[Study text]:
== Segment start ==
I spent the past four years in mourning for the person I could have been had I known about NLD earlier. I never mourned for the person I could have been if I didn't have NLD for I don't know that person. But the knowledge that my problems were real, interconnected--that knowledge means everything to me. I would have sought out help in how to get around the problems.
I'm smart and hard-working. There's so much I could have accomplished. I could have contributed a lot to understanding NLD. My focus in grad school would have been completely different. I would have been proud of myself instead of waiting for the next screw-up to happen. And sadly most of the screw-ups were in my head.
For the NLD parents: I think you're doing wonderful jobs in trying to find answers, raise your kids and I know that's not easy. But please remember when you give advice you're talking about your child, and not every child who has NLD.
== Segment end ==
[Things to do]:
1 – According to the text about NLD, how long did the writer spend mourning the person they could have been had they known about NLD earlier?
2 – Pick up the text about NLD after its last sentence and keep writing in the same voice.

Referring expression data:
== Segment start ==
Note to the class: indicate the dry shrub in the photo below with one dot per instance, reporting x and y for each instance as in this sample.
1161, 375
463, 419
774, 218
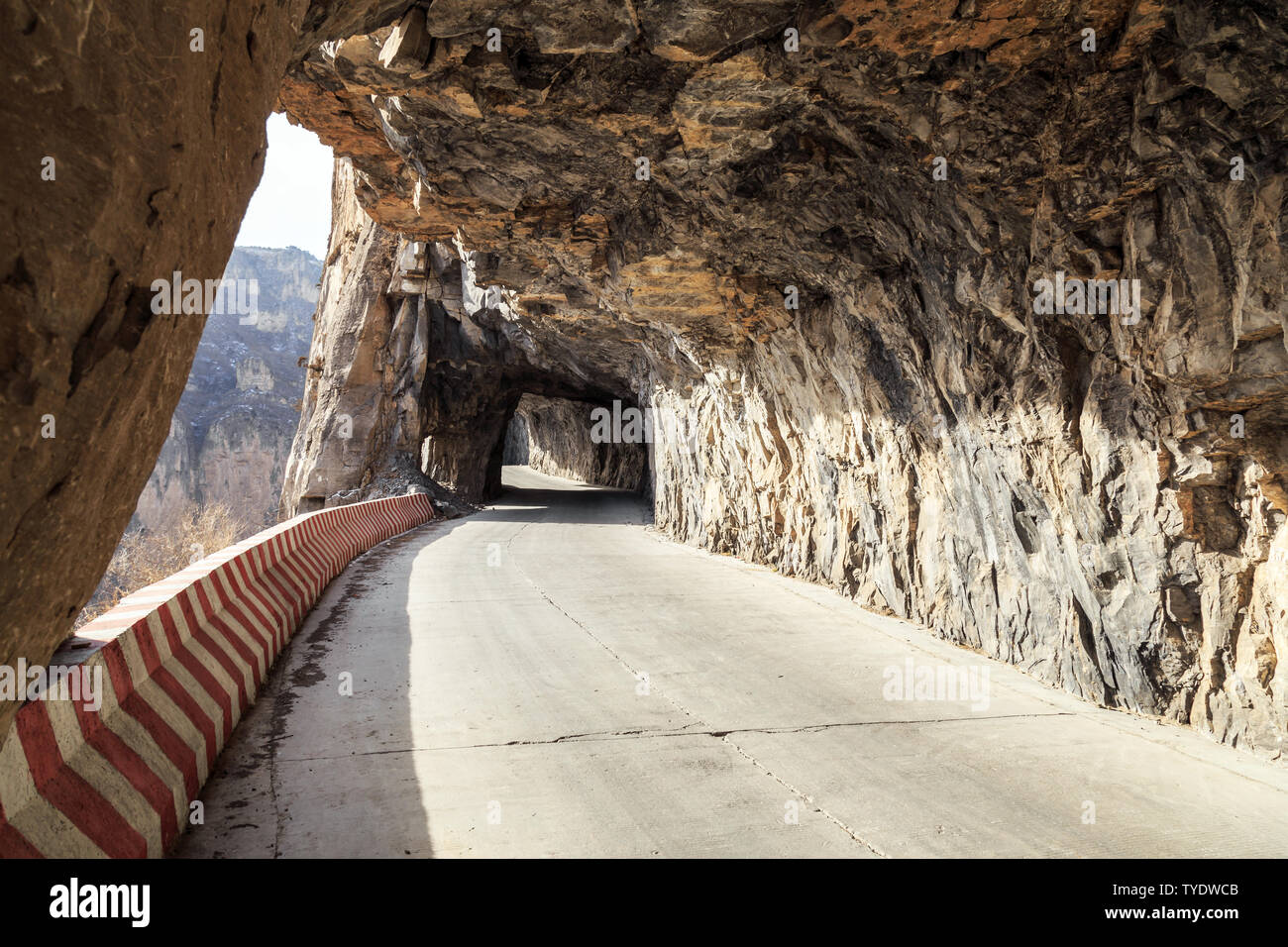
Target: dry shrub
149, 556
== Segment end ==
[Task-by-task results]:
1 – The past four years.

2 –
I'm not going to rewrite my life story so that it sounds more "NLD." It's played enough havoc with my life.
•••••••••Early diagnosis is very important. If you're an adult and think you might have it there's no shame in going for testing. Universities often offer testing; state offices of vocational rehab might. Don't be afraid to ask for rehab and use their job centers. Times are tough; everybody has to use what they can. NLD doesn't get worse with age, but life becomes more complex (elderly parents, kids who aren't cute anymore, the need for resources for old age, older ager itself) with the years. NLD, complex, no treatment and change don't play well together.